__WHAT YOU WILL DO__. Copy out, word for word, the lines from the one containing "the background skid" through the one containing "(1212, 516)", including both of those lines.

(Records from a dataset)
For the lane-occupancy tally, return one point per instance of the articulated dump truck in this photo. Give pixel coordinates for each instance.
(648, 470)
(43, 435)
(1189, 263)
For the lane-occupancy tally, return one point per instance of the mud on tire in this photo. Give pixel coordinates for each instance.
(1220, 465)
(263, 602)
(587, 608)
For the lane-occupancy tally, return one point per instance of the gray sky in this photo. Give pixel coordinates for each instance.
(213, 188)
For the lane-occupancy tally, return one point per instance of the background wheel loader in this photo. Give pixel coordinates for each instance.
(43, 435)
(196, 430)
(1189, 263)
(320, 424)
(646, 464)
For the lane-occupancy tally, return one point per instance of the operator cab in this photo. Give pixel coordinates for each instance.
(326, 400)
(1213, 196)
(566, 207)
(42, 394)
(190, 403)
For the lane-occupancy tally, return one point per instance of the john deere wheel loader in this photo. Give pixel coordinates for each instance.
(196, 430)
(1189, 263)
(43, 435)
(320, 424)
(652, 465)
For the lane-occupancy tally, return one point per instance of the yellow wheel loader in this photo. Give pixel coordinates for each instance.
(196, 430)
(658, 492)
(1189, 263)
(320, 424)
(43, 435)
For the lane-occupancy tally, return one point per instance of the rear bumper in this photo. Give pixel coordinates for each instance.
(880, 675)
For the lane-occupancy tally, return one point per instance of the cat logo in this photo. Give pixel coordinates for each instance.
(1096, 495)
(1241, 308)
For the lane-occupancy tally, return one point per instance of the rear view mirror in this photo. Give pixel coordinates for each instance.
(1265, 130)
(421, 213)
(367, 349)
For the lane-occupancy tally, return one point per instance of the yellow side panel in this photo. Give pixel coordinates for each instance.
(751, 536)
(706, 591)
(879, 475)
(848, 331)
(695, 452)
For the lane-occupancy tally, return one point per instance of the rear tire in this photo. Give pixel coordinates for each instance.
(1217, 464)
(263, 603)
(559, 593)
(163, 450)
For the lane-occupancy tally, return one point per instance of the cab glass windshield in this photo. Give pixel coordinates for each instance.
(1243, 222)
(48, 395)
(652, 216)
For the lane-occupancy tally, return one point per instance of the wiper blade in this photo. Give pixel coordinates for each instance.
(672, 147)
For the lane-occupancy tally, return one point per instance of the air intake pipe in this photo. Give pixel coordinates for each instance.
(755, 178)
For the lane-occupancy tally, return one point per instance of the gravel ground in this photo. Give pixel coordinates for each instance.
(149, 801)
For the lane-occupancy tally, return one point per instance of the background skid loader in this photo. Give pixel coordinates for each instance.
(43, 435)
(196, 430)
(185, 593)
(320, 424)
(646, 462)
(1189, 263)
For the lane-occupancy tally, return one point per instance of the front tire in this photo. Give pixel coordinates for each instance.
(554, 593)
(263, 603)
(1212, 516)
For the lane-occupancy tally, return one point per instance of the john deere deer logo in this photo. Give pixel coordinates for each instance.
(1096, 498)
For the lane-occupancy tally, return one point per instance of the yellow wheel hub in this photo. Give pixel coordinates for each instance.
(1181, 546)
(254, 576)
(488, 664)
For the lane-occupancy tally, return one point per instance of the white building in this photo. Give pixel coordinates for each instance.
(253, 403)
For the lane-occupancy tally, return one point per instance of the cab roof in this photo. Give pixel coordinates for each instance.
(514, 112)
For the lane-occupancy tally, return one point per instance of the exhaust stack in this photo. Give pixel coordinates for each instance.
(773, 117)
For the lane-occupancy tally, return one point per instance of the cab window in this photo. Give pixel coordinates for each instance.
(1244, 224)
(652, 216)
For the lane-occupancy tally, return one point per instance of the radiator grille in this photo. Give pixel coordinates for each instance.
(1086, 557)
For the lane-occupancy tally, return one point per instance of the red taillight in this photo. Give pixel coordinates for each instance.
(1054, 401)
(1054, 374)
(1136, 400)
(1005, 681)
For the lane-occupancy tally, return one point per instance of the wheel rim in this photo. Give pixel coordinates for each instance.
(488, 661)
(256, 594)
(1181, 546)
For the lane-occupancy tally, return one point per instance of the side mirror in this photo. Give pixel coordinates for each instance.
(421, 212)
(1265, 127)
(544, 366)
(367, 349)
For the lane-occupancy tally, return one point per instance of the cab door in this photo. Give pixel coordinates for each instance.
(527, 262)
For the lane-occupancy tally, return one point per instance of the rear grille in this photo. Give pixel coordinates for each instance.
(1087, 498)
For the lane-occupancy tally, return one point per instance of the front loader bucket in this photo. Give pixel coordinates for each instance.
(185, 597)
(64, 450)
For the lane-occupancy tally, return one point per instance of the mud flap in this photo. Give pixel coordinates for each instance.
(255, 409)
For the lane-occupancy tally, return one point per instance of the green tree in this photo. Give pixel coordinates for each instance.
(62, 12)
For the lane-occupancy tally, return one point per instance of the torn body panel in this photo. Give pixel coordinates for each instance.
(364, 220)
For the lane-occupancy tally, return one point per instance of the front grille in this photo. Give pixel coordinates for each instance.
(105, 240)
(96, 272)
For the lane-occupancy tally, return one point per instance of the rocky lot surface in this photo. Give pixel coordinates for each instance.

__EXPECTED OUTPUT__.
For the lane-occupancy tally, return one point per instance of the background skid loader in this photo. Give pixel coordinates for each instance.
(43, 435)
(196, 430)
(185, 593)
(320, 424)
(646, 462)
(1189, 263)
For the lane-occupancy tally, return one point per instance of the front tire in this photo. Give pixel coordinates for each instance.
(554, 593)
(263, 603)
(1212, 516)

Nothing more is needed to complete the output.